» What you are asked to do
Hunt through the entries for the word "below" and copy each line in which it appears.

(Natural language region descriptions)

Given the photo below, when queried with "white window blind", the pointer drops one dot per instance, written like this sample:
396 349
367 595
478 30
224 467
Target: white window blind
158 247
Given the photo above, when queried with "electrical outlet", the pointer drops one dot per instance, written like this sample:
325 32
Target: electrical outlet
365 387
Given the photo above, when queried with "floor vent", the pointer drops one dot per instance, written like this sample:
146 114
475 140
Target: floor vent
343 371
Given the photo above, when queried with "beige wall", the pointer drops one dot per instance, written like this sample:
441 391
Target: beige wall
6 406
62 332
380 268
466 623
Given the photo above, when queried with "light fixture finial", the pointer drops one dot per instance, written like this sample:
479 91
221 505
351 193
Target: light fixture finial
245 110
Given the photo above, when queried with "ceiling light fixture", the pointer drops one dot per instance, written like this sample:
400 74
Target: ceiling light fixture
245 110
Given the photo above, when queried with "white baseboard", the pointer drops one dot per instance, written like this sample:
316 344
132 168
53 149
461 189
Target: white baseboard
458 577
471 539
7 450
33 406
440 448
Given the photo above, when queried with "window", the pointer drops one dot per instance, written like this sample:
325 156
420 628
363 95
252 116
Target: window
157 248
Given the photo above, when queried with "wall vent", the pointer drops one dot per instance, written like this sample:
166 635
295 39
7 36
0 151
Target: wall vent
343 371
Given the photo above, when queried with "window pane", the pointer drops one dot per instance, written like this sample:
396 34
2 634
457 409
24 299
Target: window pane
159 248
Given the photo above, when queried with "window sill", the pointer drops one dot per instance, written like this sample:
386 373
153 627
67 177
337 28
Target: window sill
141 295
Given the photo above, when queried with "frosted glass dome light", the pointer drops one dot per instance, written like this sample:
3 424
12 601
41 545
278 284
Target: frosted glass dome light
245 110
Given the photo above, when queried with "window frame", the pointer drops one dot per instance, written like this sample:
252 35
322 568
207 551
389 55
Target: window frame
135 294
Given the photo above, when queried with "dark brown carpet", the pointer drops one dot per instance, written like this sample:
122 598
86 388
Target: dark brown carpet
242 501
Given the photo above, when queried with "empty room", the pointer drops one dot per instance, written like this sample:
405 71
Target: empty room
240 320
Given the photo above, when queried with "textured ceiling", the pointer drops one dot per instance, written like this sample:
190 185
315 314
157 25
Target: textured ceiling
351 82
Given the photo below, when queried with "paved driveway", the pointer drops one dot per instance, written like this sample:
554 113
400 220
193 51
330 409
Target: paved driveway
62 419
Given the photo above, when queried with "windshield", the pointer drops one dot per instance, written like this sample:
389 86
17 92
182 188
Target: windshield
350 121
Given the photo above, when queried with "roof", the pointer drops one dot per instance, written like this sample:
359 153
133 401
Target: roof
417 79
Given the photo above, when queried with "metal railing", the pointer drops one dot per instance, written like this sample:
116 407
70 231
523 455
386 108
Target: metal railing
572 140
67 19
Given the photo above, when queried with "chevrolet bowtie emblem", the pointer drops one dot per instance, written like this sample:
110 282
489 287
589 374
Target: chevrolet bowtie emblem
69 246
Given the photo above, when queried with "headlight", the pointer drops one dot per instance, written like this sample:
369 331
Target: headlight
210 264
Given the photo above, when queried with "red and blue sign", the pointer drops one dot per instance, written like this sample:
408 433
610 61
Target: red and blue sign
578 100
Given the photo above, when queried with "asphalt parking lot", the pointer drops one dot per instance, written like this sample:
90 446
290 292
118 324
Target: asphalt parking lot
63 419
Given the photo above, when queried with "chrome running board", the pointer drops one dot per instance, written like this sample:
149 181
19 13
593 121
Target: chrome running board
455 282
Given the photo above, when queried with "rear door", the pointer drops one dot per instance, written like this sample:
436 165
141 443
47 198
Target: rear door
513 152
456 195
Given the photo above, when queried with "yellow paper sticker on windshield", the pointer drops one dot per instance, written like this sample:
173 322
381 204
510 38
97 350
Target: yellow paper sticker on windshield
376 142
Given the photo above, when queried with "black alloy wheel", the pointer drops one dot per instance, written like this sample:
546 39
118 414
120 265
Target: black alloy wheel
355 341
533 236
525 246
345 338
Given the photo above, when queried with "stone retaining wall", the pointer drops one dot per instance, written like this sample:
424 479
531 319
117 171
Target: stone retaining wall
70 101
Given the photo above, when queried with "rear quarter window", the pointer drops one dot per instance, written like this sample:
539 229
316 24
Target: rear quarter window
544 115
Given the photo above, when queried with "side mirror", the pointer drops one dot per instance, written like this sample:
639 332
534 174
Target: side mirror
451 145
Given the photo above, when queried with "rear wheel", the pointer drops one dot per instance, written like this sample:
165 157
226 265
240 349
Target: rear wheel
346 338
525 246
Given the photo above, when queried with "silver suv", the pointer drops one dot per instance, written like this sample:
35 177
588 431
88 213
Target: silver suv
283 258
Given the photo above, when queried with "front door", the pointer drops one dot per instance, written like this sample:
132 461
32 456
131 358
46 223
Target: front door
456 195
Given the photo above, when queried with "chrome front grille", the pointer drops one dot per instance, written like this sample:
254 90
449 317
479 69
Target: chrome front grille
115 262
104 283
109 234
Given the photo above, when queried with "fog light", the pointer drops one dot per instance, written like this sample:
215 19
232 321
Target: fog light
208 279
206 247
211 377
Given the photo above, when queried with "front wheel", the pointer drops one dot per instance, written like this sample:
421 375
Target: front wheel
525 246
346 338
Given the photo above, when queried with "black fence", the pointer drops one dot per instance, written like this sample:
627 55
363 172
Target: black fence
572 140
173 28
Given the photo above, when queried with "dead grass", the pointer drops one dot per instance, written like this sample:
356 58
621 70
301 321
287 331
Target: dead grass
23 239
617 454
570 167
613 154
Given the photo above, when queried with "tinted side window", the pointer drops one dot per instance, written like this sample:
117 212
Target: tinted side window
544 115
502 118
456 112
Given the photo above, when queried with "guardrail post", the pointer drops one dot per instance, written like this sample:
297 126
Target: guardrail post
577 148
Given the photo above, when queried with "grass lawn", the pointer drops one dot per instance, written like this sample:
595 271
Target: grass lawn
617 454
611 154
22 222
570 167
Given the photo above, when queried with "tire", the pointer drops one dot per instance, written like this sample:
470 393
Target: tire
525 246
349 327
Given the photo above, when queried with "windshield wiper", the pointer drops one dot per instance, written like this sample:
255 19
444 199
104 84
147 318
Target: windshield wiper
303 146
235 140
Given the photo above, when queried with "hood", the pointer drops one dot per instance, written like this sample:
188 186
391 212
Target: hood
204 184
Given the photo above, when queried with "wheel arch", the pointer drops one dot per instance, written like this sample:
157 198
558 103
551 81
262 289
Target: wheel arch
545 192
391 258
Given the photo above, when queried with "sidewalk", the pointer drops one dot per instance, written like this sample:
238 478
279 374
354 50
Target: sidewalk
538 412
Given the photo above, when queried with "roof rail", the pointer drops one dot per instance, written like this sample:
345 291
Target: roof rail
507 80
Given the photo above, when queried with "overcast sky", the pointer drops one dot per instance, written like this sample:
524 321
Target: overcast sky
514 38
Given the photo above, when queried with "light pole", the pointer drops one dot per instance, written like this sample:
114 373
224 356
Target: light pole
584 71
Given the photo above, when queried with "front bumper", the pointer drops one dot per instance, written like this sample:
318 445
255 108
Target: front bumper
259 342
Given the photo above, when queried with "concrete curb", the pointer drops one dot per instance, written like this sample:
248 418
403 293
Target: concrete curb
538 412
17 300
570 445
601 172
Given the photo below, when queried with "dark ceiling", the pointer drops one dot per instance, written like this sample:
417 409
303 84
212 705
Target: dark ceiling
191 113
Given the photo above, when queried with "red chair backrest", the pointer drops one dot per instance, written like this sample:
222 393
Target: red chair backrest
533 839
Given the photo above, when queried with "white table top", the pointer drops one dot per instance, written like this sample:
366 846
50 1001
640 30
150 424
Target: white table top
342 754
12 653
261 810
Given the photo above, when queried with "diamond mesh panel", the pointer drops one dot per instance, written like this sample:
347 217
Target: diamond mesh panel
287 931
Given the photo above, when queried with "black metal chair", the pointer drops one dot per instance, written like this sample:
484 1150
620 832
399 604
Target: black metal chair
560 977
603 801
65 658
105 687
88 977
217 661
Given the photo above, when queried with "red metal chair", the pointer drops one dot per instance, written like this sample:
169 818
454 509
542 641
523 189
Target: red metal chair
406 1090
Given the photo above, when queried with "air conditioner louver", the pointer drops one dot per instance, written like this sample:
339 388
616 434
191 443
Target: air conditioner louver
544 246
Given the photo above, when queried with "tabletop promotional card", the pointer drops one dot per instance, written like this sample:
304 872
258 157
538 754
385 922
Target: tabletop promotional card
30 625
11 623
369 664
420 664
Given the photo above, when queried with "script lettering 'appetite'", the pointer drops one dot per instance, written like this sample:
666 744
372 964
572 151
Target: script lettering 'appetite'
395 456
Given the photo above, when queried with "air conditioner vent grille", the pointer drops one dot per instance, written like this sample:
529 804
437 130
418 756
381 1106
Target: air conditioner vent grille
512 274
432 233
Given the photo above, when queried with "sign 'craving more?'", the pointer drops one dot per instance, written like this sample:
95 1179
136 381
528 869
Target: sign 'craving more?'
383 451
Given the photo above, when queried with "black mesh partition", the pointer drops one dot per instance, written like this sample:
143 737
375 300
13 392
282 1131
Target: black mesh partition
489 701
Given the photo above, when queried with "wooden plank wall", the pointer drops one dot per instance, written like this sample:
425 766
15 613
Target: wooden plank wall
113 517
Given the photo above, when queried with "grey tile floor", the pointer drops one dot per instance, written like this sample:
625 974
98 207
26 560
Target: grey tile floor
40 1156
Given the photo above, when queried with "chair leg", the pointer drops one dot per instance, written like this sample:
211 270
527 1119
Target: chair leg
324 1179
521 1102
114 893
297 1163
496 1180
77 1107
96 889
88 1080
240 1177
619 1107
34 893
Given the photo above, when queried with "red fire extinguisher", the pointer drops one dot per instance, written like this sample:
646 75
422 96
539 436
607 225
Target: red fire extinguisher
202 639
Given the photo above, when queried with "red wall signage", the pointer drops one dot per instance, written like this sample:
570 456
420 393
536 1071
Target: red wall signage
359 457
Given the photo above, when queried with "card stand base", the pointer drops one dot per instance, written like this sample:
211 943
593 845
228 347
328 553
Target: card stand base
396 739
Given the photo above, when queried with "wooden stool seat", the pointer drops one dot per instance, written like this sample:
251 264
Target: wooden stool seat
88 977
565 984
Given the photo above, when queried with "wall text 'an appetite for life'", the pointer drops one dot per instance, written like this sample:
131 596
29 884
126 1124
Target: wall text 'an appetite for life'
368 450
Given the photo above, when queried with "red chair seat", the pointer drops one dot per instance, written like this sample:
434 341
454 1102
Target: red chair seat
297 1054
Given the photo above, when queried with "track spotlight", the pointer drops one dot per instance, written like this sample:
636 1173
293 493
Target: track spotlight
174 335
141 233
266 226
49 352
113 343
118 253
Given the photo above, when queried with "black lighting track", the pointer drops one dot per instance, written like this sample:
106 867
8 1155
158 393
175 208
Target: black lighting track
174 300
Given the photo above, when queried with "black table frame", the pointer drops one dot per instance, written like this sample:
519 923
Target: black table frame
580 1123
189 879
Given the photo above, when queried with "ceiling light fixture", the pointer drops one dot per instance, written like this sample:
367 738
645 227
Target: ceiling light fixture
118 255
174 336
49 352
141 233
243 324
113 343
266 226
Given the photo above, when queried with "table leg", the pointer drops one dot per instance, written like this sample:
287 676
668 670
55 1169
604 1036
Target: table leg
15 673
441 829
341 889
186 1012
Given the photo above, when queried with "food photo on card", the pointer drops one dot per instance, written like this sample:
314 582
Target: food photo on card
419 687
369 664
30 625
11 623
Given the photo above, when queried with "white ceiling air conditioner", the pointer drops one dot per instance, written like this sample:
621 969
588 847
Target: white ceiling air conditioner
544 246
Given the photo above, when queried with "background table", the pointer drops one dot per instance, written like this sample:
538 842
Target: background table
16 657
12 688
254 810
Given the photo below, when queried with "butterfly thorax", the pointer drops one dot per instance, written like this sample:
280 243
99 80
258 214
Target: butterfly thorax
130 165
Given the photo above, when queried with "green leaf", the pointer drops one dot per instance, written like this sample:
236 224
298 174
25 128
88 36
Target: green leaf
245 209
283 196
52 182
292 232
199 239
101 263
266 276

» Answer for this exercise
Given the photo below, when queried with "white window blind", the pointer drops one dot per instance, written like this sample:
Given the photo below, when queried with "paved driveway", the pointer drops one dot per instance, written like this sample:
Given the photo below, when queried with "dark ceiling", the pointer drops one dot per instance, written like this sample:
Given the photo below, when queried with "butterfly thorax", the pointer drops one dot per instance, written like this sample:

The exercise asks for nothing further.